• _EXERCISE DETAILS_
Beneath this task are records; count the lines among them that contain the word "concrete" and answer with the number only.

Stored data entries
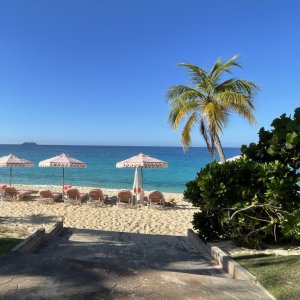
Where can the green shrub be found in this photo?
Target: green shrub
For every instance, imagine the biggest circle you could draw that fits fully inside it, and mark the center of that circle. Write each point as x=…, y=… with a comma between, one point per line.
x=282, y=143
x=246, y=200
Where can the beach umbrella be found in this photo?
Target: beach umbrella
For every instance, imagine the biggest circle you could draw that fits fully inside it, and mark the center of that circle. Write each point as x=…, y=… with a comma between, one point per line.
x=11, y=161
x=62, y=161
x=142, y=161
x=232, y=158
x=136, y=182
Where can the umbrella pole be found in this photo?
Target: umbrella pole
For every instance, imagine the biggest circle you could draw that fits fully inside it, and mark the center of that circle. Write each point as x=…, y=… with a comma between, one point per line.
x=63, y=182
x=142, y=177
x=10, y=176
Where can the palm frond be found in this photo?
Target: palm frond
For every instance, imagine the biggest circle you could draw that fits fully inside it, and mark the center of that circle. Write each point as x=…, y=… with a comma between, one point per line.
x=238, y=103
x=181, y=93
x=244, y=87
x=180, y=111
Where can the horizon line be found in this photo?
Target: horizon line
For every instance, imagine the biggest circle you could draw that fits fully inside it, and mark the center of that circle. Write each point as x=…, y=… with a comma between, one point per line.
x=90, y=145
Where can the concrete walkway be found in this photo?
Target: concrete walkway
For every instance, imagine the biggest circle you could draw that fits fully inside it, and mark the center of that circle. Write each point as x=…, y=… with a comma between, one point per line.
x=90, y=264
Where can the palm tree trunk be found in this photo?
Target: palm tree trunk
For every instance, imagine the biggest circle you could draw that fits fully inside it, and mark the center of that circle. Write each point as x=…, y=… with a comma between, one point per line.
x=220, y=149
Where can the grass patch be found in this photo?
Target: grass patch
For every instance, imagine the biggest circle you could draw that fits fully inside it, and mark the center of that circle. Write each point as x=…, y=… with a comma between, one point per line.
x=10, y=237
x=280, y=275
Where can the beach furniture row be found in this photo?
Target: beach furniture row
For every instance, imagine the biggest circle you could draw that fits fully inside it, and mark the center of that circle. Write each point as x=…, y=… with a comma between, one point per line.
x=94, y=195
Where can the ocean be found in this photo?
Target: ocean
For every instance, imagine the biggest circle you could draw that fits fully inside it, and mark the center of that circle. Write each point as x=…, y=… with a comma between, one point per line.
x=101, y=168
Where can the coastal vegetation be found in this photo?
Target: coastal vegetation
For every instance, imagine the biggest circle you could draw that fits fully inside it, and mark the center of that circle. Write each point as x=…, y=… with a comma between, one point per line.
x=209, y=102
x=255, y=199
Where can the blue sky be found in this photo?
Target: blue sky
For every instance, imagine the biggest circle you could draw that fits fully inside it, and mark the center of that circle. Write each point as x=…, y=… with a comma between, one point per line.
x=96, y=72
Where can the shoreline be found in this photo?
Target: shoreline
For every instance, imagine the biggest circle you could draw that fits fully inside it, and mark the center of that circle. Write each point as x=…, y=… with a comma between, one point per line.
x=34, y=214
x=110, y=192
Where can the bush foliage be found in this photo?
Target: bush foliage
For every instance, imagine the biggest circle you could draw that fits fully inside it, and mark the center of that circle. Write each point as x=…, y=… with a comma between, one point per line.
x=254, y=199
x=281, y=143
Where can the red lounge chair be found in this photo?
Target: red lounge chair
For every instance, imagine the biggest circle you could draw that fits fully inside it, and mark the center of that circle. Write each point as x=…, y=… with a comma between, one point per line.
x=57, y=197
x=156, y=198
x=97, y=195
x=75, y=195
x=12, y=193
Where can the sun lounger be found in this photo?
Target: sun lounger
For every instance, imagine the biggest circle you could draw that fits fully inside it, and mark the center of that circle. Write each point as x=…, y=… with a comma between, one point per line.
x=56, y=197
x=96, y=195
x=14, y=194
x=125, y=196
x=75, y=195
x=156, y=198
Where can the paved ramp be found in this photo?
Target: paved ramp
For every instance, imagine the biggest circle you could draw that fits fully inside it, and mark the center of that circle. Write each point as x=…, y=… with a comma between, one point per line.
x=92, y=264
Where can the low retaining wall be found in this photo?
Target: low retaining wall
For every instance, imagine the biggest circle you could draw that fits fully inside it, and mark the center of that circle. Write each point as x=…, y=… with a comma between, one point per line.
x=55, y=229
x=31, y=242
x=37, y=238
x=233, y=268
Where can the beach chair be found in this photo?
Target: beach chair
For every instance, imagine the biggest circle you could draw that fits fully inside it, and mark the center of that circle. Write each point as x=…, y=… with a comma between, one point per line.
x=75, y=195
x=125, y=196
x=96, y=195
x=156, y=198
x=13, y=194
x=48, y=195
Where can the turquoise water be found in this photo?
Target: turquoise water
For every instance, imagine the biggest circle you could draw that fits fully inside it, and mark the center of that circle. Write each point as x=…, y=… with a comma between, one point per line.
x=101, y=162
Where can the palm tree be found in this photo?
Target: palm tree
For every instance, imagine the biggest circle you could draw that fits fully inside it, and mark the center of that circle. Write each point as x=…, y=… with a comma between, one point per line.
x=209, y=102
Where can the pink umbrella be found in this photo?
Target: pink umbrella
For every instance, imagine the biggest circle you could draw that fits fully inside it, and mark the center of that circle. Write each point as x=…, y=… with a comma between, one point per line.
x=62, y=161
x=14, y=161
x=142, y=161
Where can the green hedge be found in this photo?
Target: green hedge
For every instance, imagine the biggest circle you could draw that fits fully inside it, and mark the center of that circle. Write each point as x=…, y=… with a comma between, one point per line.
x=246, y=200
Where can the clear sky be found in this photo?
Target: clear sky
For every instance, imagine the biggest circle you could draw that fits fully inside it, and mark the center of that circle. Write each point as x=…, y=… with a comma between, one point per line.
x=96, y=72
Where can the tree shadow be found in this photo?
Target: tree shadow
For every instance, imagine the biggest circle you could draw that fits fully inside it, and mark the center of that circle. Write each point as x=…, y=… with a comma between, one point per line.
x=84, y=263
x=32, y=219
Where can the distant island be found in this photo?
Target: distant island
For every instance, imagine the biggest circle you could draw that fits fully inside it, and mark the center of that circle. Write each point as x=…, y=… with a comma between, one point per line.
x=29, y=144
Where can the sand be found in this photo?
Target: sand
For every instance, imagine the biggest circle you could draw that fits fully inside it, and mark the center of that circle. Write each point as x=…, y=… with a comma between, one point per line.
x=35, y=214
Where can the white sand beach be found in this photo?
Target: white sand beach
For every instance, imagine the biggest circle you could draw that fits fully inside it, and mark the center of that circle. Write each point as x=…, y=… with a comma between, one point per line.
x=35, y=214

• _SOLUTION FOR THIS TASK_
2